## REQUIRED WORK
Go through the material and set down every line without alteration.

[Start of section]

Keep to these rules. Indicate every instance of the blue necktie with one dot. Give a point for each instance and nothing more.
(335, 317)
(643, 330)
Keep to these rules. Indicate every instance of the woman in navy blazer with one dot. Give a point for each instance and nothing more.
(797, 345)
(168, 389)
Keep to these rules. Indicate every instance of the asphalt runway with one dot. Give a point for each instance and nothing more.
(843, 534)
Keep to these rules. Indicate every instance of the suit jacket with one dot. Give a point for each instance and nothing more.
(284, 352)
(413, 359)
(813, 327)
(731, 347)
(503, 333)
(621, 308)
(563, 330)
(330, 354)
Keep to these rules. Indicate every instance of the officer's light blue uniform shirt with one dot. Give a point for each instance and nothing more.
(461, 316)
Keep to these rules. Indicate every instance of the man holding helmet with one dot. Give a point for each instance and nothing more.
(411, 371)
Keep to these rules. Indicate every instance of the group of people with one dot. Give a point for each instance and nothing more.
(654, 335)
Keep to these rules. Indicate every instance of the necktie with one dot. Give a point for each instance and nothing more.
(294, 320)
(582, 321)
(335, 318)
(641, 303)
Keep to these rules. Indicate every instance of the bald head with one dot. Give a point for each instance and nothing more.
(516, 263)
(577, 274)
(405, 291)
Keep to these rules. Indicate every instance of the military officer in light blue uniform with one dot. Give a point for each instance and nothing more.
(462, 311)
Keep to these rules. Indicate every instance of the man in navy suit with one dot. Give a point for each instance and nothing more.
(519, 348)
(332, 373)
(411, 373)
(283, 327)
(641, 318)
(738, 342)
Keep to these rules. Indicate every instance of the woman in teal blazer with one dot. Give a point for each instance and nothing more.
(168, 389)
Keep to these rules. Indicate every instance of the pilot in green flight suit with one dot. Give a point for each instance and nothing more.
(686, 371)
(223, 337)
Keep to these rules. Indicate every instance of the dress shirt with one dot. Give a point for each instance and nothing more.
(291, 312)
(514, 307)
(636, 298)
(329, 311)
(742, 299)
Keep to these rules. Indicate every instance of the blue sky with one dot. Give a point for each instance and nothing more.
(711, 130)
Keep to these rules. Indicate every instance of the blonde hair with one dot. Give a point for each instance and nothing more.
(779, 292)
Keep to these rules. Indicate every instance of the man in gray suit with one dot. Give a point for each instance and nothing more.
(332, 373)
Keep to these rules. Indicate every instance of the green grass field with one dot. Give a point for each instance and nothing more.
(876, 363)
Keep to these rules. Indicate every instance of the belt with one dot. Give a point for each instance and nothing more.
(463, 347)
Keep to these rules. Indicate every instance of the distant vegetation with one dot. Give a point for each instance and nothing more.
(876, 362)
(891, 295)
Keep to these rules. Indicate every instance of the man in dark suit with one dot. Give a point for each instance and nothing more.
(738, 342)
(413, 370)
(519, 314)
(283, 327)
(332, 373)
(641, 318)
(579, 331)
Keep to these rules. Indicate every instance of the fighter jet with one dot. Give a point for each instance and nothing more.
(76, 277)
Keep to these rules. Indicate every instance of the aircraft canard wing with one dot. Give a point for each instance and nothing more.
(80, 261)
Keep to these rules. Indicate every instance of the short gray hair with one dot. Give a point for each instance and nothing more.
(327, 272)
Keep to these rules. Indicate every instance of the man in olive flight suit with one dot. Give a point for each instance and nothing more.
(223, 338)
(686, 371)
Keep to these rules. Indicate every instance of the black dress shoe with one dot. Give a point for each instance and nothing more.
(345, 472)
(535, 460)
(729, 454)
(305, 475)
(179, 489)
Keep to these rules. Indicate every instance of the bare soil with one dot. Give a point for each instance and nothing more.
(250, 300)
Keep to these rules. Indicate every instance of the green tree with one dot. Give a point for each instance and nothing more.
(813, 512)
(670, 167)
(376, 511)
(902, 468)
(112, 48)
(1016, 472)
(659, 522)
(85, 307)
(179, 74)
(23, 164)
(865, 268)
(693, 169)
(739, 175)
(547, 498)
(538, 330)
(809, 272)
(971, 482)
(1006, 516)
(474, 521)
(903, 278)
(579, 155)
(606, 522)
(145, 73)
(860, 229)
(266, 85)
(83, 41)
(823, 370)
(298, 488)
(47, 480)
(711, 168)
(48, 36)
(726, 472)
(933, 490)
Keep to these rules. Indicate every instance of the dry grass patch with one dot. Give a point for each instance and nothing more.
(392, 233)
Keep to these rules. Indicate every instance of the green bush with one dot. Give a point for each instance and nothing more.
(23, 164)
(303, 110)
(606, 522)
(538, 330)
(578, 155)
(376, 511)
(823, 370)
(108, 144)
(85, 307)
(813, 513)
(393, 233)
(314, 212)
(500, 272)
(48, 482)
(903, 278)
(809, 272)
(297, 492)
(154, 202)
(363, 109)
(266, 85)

[End of section]

## EXERCISE RESPONSE
Keep to these rules. Indicate every instance of the blue necktie with one dot. Give a point for each instance and nothing more.
(335, 317)
(643, 330)
Keep to these rules. Indicate every instance of the woman in navy blazer with one dot. Give a point for each instance and nothing more.
(797, 345)
(168, 389)
Keep to these rules. Indicate every instance of the asphalt runway with one dot. Give a point for each instance and nothing more.
(843, 534)
Keep to these rules. Indicate every instance of the suit jacket with one dot. Give a point for each instance and nothing more.
(284, 352)
(413, 359)
(813, 327)
(731, 347)
(503, 333)
(621, 308)
(563, 330)
(330, 354)
Keep to these rules. Indicate every instance of the officer's light blue uniform shirt with one dot. Give a point for each instance and nothing more.
(461, 316)
Keep to these rules. Indicate every instance of the man holding helmet with one dot. Give a point for each instance and nothing more.
(411, 371)
Keep to these rules. Indicate every instance of the group of people with one dot. Give a point for each instance and nothing more.
(654, 335)
Keep to these rules. Indicate every instance of the necktie with one dot. Give a point for each instance and nothing more.
(294, 320)
(582, 321)
(335, 318)
(641, 303)
Keep to these rules. Indicate every instance of the bald head with one dot. Give a point for each instance and nothing more.
(516, 263)
(577, 274)
(405, 291)
Keep to these rules. Indicate every instance of the military officer in light blue uniform with one dot. Give a point for each instance and nothing more.
(462, 311)
Keep to these rules. Indicate every instance of the man in navy suit with one dot. Give a point for each instance and nothing more.
(519, 348)
(332, 373)
(411, 373)
(283, 327)
(641, 318)
(738, 342)
Keep to these rules. Indicate every instance of the woman in teal blazer with one dot. Give a point for each instance and nothing more.
(168, 389)
Keep to these rules. Indicate every instance of the pilot in green flight suit with one dot. Give a point for each instance and nothing more.
(686, 371)
(223, 337)
Keep to these rules. Indicate every instance of the dress shirt with one dot. Give a point for each instance and nothing more.
(291, 312)
(514, 307)
(636, 298)
(329, 311)
(742, 299)
Keep to these rules. Indicate every instance of the blue sky with one dot. Give a point for each instance and nothing more.
(711, 130)
Keep to these rules. Indicate every instance of the blonde hair with one dot. Give a point for each instance and nothing more.
(779, 292)
Keep to these rules. Indicate every instance of the man in gray suit with one dot. Give a point for each instance and nothing more.
(332, 373)
Keep to these rules. Indicate every instance of the green grass field with one dot. Give a point for each instance and nothing more.
(876, 363)
Keep to these rules. Indicate every instance of the belt with one dot. Give a point for each instance and nothing more.
(463, 347)
Keep to these rules. Indicate every instance of the distant vegetation with one dot. Give a point for each instance and nothing more.
(876, 362)
(891, 295)
Keep to these rules. Indicate every instance of the man in dark suit with one dot. Give a point for each instance and nothing more.
(738, 342)
(413, 370)
(519, 314)
(283, 327)
(332, 373)
(641, 318)
(579, 331)
Keep to these rules. Indicate every instance of the fighter jet with one dot. Give a point for each instance and nothing more.
(76, 277)
Keep to these rules. Indicate every instance of the aircraft canard wing with one dot. Give a point for each instance and nothing more.
(80, 261)
Keep to these rules. Indicate every instance of the short gray hair with one dot. Give a point for each instance and nothing more.
(327, 272)
Keep to these rules. Indicate every instance of the man in olive flight suit with one dot. Give a point for each instance and nothing more.
(223, 338)
(686, 371)
Keep to these rules. Indicate every instance of the black dress shoe with one dot. Give a point for each instance and nothing more.
(345, 472)
(535, 460)
(729, 454)
(305, 475)
(179, 489)
Keep to these rules. Indicate every instance of the bare soil with one dot. Give a point for each instance and nothing more.
(250, 300)
Keep to these rules. Indicate every instance of the green tree with one dot. Give a point for each instance and nothing more.
(813, 512)
(670, 167)
(376, 511)
(902, 468)
(112, 48)
(1016, 472)
(659, 522)
(85, 307)
(179, 74)
(23, 164)
(865, 268)
(693, 169)
(739, 175)
(547, 498)
(538, 330)
(809, 272)
(971, 482)
(1006, 516)
(474, 521)
(903, 278)
(579, 155)
(606, 522)
(145, 73)
(860, 229)
(266, 85)
(83, 41)
(823, 370)
(298, 488)
(47, 480)
(711, 168)
(48, 36)
(726, 472)
(933, 490)
Keep to these rules. Indicate every instance of the dry grass patch with one dot. Give a point for each instance and nothing more.
(392, 233)
Keep to these rules. Indicate every instance of the green bush with one dot. Give a point for each instance and nothing more.
(23, 164)
(303, 110)
(606, 522)
(538, 330)
(578, 155)
(376, 511)
(823, 370)
(108, 144)
(85, 307)
(813, 513)
(393, 233)
(314, 212)
(500, 272)
(48, 482)
(903, 278)
(809, 272)
(297, 492)
(154, 202)
(363, 109)
(266, 85)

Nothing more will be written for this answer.